BEGIN

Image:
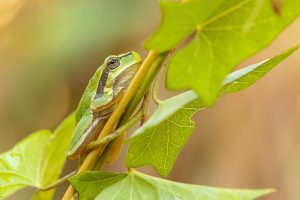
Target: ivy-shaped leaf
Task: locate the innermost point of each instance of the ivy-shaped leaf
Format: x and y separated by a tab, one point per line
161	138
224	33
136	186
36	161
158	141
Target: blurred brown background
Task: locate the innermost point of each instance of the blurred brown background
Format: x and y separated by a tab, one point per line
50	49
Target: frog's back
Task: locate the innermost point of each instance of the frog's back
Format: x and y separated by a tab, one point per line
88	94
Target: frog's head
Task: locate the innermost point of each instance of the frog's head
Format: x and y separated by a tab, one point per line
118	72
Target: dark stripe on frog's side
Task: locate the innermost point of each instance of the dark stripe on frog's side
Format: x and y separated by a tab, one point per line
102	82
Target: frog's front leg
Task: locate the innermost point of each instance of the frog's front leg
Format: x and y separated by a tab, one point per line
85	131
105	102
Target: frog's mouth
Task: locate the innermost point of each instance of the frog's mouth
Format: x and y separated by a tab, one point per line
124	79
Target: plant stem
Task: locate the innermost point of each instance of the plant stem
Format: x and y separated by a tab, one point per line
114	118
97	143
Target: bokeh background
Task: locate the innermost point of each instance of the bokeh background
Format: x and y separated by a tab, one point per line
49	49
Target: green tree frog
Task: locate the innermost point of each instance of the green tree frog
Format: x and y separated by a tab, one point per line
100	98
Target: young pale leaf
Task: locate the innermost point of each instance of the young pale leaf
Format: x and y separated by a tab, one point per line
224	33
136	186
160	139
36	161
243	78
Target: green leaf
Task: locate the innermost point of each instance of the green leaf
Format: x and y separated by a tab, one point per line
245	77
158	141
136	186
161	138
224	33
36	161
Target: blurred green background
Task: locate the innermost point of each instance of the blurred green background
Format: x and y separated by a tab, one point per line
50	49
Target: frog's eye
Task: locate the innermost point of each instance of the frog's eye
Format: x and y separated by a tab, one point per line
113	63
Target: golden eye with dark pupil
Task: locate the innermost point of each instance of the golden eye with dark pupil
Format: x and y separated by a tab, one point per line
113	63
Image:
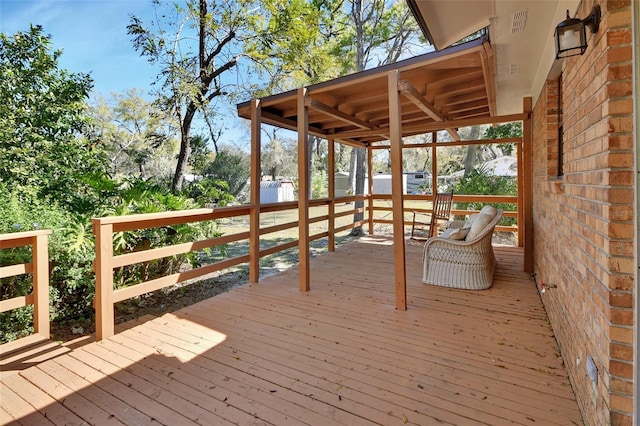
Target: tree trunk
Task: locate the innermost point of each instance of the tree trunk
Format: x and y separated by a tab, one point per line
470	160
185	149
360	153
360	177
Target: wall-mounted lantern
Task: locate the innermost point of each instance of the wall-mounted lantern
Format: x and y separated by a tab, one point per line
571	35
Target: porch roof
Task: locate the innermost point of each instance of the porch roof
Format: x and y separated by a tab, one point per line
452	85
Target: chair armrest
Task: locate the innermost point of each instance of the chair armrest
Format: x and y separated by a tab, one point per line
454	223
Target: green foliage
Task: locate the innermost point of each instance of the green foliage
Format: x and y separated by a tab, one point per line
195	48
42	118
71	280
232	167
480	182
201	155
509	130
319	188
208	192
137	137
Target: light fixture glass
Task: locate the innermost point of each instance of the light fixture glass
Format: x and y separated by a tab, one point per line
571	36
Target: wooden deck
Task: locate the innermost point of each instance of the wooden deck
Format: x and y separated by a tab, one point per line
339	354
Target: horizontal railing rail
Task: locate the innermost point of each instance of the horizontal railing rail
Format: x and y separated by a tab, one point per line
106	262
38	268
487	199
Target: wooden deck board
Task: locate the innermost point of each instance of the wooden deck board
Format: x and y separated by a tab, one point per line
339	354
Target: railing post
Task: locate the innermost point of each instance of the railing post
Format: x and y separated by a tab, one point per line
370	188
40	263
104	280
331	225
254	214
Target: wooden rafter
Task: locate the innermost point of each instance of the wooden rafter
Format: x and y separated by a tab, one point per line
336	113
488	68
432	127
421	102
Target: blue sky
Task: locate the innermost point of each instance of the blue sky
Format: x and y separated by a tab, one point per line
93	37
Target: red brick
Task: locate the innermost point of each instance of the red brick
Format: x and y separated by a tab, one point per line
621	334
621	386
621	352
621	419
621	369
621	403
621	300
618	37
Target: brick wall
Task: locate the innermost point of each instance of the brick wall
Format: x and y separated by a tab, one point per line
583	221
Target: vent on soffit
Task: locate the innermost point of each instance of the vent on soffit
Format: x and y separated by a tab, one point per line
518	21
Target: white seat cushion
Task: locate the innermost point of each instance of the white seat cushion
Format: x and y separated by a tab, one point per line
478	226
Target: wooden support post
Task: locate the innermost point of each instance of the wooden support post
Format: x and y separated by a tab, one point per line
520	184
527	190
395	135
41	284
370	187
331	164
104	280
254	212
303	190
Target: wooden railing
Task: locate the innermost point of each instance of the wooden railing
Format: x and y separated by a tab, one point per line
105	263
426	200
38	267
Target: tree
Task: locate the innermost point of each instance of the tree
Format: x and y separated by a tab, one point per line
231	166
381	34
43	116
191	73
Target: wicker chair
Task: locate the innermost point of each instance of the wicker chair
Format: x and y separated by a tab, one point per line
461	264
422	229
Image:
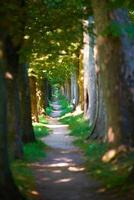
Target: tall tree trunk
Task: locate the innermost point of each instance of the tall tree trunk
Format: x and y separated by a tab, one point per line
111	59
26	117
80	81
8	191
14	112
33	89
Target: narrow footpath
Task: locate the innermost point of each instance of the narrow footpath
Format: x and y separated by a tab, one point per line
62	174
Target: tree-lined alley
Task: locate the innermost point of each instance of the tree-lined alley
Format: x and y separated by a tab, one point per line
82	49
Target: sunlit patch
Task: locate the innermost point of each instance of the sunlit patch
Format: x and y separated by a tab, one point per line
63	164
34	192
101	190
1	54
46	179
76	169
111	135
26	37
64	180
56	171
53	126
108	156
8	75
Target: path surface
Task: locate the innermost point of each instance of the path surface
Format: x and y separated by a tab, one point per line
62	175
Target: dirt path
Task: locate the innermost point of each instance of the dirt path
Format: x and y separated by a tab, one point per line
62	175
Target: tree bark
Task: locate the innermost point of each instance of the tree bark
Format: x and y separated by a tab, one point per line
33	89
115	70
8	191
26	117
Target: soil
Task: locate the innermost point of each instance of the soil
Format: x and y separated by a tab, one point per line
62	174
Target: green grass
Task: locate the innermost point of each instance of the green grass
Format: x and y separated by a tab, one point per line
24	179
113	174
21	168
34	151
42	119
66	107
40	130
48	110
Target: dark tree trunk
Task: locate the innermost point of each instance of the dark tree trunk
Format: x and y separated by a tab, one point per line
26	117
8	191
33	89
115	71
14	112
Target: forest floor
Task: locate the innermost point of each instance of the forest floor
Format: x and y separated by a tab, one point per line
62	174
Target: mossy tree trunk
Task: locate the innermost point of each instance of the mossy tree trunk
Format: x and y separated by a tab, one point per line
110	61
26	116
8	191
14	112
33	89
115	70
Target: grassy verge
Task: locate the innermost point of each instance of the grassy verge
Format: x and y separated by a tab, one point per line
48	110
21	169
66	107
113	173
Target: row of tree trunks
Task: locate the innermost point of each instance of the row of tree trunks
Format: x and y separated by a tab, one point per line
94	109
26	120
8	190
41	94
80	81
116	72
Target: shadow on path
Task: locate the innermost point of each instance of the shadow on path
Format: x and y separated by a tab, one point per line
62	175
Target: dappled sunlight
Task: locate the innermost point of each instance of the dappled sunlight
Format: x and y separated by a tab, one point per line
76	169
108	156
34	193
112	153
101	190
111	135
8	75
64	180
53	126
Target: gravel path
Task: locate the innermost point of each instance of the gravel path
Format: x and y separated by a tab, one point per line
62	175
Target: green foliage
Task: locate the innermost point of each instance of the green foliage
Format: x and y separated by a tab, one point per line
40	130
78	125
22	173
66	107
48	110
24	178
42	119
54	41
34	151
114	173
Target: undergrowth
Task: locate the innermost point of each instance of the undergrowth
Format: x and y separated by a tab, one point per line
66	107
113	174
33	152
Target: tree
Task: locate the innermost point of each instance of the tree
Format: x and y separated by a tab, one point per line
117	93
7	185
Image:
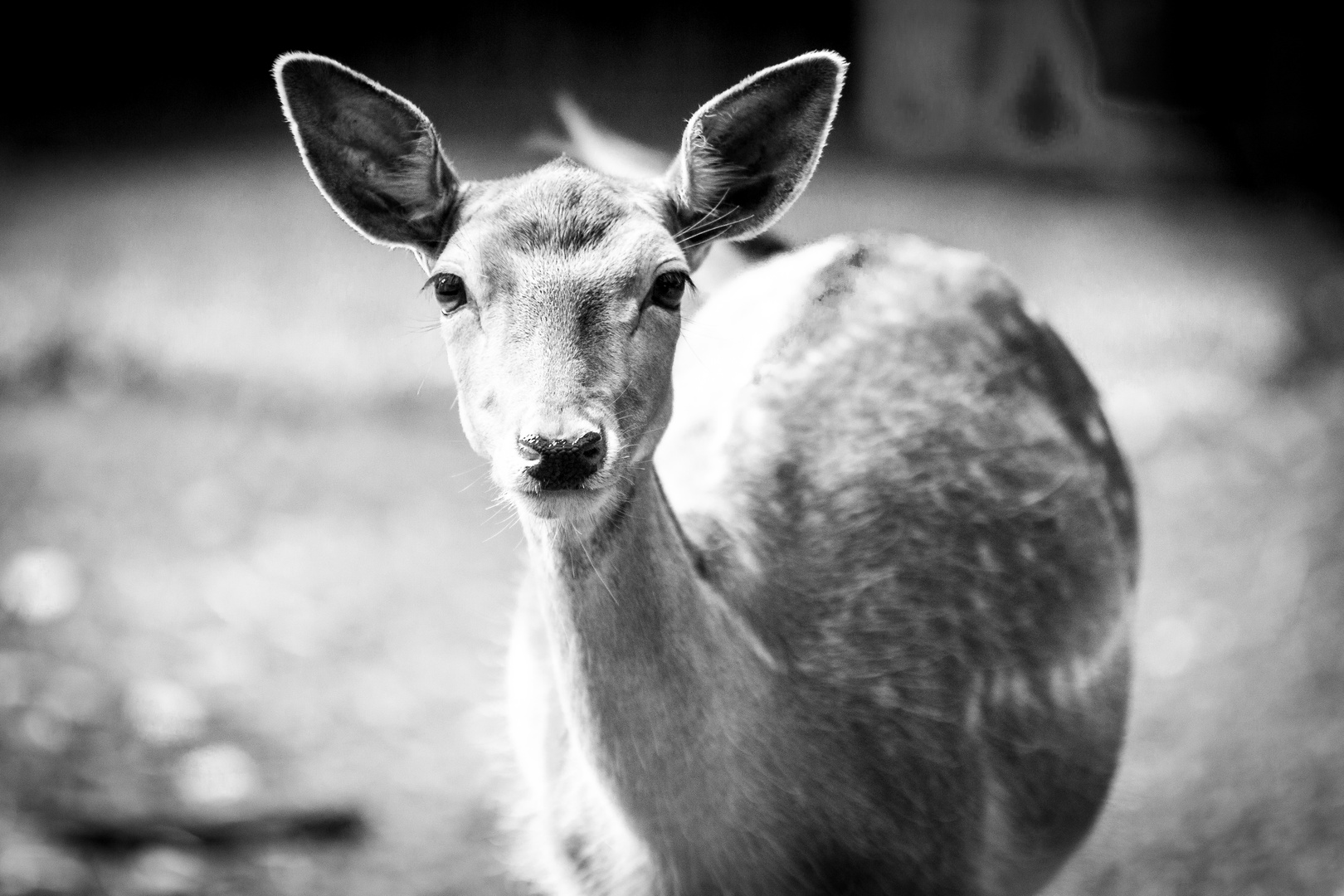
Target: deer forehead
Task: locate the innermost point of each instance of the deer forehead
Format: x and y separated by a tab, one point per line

END

Goal of the exercise: Set down, exactly as they appear above, all lines from the one that has "Target: ivy-shaped leaf" down to the one that has "the blurred brown background", including those two and no others.

Exercise output:
Target: ivy-shaped leaf
Task: locate the innermost point of each instance of the ivy-shaped leaf
Format: x and y separated by a tab, one point per line
161	138
224	33
136	186
36	161
158	141
Target: blurred brown background
Task: locate the innermost point of each instance of the blurred brown background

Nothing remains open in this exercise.